(Location identification entries)
———
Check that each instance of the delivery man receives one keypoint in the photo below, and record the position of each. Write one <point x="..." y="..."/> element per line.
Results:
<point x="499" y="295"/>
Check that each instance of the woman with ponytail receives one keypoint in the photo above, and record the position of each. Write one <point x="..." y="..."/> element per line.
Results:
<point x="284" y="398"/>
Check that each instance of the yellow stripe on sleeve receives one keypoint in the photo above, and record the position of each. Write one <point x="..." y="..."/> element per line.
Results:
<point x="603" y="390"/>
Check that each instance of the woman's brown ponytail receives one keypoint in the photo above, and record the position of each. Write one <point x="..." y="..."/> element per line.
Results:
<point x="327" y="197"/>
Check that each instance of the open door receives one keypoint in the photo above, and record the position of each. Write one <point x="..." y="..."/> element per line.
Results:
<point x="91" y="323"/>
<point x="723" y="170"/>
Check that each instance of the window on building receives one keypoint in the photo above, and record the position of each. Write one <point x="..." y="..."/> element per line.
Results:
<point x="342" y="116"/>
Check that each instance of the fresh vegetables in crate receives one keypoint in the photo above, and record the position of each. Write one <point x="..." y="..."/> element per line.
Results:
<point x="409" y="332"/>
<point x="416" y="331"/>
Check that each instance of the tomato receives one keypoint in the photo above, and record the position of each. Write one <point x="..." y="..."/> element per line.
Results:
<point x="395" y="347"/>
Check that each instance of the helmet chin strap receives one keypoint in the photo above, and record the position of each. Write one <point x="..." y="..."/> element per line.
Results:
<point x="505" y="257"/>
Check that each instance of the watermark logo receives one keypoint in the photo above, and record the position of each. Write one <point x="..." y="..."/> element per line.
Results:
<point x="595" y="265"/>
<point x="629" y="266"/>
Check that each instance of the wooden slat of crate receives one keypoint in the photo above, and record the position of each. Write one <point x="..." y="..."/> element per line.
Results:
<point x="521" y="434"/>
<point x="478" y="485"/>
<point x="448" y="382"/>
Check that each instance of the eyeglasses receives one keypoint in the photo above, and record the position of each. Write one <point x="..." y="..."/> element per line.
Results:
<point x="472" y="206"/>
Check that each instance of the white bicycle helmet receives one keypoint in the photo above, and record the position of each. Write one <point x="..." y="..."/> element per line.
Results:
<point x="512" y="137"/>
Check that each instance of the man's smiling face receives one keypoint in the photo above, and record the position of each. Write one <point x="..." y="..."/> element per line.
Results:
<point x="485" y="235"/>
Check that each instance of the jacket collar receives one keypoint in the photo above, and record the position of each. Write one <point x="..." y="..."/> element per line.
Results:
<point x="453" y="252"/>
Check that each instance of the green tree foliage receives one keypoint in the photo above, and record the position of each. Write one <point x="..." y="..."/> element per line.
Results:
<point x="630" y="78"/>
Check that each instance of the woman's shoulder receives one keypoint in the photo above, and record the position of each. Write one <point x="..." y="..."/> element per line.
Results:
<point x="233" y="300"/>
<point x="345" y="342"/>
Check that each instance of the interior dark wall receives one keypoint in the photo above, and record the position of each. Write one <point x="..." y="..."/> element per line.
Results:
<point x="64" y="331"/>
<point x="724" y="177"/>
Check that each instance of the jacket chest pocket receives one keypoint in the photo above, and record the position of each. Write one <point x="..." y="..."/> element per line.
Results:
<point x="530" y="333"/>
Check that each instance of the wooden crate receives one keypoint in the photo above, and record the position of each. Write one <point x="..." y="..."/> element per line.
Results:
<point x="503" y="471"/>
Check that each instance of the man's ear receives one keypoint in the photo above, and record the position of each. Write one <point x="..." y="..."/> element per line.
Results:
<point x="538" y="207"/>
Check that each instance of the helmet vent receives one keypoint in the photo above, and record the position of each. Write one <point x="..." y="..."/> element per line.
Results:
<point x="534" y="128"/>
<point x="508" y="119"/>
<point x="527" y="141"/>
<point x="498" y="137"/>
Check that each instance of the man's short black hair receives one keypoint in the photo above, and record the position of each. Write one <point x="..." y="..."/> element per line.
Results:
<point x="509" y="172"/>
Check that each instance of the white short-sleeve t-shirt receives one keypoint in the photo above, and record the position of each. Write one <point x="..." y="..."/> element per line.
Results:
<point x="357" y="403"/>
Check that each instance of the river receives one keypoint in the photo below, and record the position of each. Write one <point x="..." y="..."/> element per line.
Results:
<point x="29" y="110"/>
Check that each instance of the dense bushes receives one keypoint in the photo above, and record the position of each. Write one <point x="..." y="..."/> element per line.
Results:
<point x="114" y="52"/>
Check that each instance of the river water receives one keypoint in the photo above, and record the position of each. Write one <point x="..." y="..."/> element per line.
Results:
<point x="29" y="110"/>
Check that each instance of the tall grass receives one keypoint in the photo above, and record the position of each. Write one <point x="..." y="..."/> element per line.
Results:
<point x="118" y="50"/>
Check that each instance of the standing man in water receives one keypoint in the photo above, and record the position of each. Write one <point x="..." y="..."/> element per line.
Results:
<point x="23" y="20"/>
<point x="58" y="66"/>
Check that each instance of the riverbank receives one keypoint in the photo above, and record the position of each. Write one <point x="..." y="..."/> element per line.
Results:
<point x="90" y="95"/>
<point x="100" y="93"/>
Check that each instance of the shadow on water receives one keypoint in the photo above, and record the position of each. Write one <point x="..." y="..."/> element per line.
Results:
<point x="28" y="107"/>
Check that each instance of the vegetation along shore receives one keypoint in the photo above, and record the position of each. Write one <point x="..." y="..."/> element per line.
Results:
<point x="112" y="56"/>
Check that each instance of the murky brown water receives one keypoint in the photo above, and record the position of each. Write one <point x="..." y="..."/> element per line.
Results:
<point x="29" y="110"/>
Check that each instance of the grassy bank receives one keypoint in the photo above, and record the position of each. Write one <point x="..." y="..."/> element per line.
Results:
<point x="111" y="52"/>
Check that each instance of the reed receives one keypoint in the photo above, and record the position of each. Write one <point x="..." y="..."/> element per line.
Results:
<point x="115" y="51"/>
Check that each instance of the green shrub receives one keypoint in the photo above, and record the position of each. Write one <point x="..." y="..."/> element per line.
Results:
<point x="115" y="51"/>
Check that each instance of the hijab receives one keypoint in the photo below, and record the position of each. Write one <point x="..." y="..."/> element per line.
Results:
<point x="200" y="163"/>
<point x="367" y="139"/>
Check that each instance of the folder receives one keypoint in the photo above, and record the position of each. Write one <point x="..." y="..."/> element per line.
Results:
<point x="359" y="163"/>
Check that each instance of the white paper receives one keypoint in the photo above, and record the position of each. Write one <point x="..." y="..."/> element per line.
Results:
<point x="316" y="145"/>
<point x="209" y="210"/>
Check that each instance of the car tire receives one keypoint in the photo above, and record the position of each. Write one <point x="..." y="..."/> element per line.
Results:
———
Repeat the records above in full, character for character.

Check that each instance of the delivery man receives one keypoint in the photo below, and record the position of each. Write one <point x="..." y="..."/> element per line.
Results:
<point x="499" y="295"/>
Check that each instance of the woman with ponytail receives one keypoint in the photo above, and record the position of each. Write one <point x="..." y="..."/> element per line.
Results:
<point x="284" y="398"/>
Check that each instance of the yellow stripe on sleeve receives one keypoint in the photo above, and record the position of each. Write one <point x="..." y="..."/> element per line.
Results:
<point x="603" y="390"/>
Check that each instance of the woman's brown ponytail receives one keypoint in the photo above, and record the position of each. Write one <point x="..." y="..."/> element per line.
Results:
<point x="327" y="197"/>
Check that each instance of the open door receives one keypoint in the photo above, and record the position of each. Write one <point x="..." y="..."/> element per line.
Results:
<point x="91" y="323"/>
<point x="723" y="170"/>
Check that each instance of the window on building receives one keypoint in the photo above, and record the position of each. Write one <point x="..." y="..."/> element per line.
Results:
<point x="342" y="116"/>
Check that each instance of the fresh vegetables in crate receives one keypoint in the photo above, and record the position of each. Write one <point x="..." y="..."/> element per line.
Results:
<point x="409" y="332"/>
<point x="416" y="331"/>
Check that each instance of the tomato receives one keypoint in the photo above, and record the position of each. Write one <point x="..." y="..."/> element per line.
Results:
<point x="395" y="347"/>
Check that each instance of the helmet chin strap receives one keypoint in the photo above, and record the position of each. Write one <point x="..." y="..."/> element per line.
Results:
<point x="505" y="257"/>
Check that each instance of the watermark logo receives one keypoint in the photo above, and record the position of each. Write one <point x="..." y="..."/> element per line.
Results:
<point x="595" y="265"/>
<point x="629" y="266"/>
Check that each instance of the wooden slat of crate receives one keypoint in the photo above, and record the position of each. Write one <point x="..." y="..."/> element per line.
Results:
<point x="521" y="434"/>
<point x="478" y="485"/>
<point x="448" y="382"/>
Check that each instance of the eyeglasses receives one keypoint in the photo above, and record the position of each. Write one <point x="..." y="..."/> element per line.
Results:
<point x="472" y="206"/>
Check that each instance of the white bicycle helmet receives one keypoint in the photo above, and record the position of each. Write one <point x="..." y="..."/> element per line.
Results:
<point x="512" y="137"/>
Check that each instance of the man's smiling face receives one keypoint in the photo above, and record the position of each. Write one <point x="..." y="..."/> element per line.
Results:
<point x="485" y="235"/>
Check that each instance of the jacket collar receives one keypoint in the photo above, and record the position of each. Write one <point x="..." y="..."/> element per line.
Results:
<point x="453" y="252"/>
Check that each instance of the green tree foliage receives one keypoint in the photo above, and record the position of each. Write one <point x="..." y="..."/> element per line.
Results:
<point x="630" y="78"/>
Check that each instance of the woman's shoulder receives one keypoint in the photo above, and record the position of each. Write one <point x="..." y="..."/> element per line.
Results:
<point x="233" y="300"/>
<point x="345" y="342"/>
Check that each instance of the interior dark wall receives one keypoint in the photo above, and record the position of each. Write one <point x="..." y="..."/> element per line.
Results:
<point x="64" y="331"/>
<point x="724" y="177"/>
Check that each instance of the jacket chest pocket receives one keypoint in the photo above, and record the position of each. Write one <point x="..." y="..."/> element per line.
Results:
<point x="530" y="333"/>
Check that each instance of the wooden crate receives one keypoint in the photo above, and record the position of each. Write one <point x="..." y="..."/> element per line.
Results:
<point x="503" y="471"/>
Check that each instance of the man's ear receives one keypoint in the photo above, and record the position of each. Write one <point x="..." y="..."/> element per line.
Results:
<point x="538" y="207"/>
Check that each instance of the helmet vent receives one keypoint in the photo above, and record the position of each. Write one <point x="..." y="..."/> element per line.
Results:
<point x="534" y="128"/>
<point x="508" y="119"/>
<point x="527" y="141"/>
<point x="498" y="137"/>
Check that each instance of the man's short black hair receives one keypoint in the photo above, and record the position of each. Write one <point x="..." y="..."/> element per line.
Results:
<point x="509" y="172"/>
Check that each instance of the white short-sleeve t-shirt receives one keypoint in the photo above, and record the position of each. Write one <point x="..." y="..."/> element per line.
Results:
<point x="357" y="403"/>
Check that each instance of the river receives one keypoint in the photo below, and record the position of each. Write one <point x="..." y="..."/> element per line.
Results:
<point x="29" y="110"/>
Check that each instance of the dense bushes receives one keypoint in the photo above, and record the position of each. Write one <point x="..." y="..."/> element per line.
Results:
<point x="114" y="52"/>
Check that each instance of the river water receives one keypoint in the photo above, and record the position of each. Write one <point x="..." y="..."/> element per line.
Results:
<point x="29" y="110"/>
Check that each instance of the tall grass receives one keypoint in the photo above, and record the position of each. Write one <point x="..." y="..."/> element per line.
Results:
<point x="118" y="50"/>
Check that each instance of the standing man in water receives one keypoint in the photo above, and record the position of each. Write one <point x="..." y="..."/> element per line.
Results:
<point x="23" y="20"/>
<point x="58" y="66"/>
Check that each instance of the riverbank receives one keypoint in the photo above, and record the position of each. Write one <point x="..." y="..."/> element per line.
Results:
<point x="90" y="95"/>
<point x="100" y="93"/>
Check that each instance of the shadow on water receives one keypoint in the photo above, and record the position of each. Write one <point x="..." y="..."/> element per line.
Results:
<point x="28" y="107"/>
Check that each instance of the vegetation along shore receives one keypoint in the photo above, and record the position of each. Write one <point x="..." y="..."/> element per line.
Results:
<point x="112" y="56"/>
Check that each instance of the murky brown water receives one keypoint in the photo above, and record the position of each. Write one <point x="..." y="..."/> element per line.
Results:
<point x="29" y="110"/>
Check that each instance of the grassy bank receives one keypoint in the photo above, and record the position of each. Write one <point x="..." y="..."/> element per line.
Results:
<point x="111" y="52"/>
Check that each instance of the reed receives one keypoint in the photo above, and record the position of each. Write one <point x="..." y="..."/> element per line.
Results:
<point x="115" y="51"/>
Check that each instance of the green shrub receives one keypoint in the photo above, and record the position of each. Write one <point x="..." y="..."/> element per line.
Results:
<point x="115" y="51"/>
Check that each instance of the hijab receives one keypoint in the photo below, and record the position of each. Write one <point x="..." y="..."/> element per line.
Results:
<point x="200" y="163"/>
<point x="367" y="139"/>
Check that each instance of the folder receives one keypoint in the photo above, and record the position of each. Write one <point x="..." y="..."/> element per line.
Results:
<point x="359" y="163"/>
Check that each instance of the white paper receives one keypoint in the photo above, and record the position of each. Write one <point x="..." y="..."/> element per line.
Results:
<point x="316" y="145"/>
<point x="209" y="210"/>
Check that each instance of the car tire receives one keypoint in the photo above, and record the position of each. Write one <point x="..." y="..."/> element per line.
Results:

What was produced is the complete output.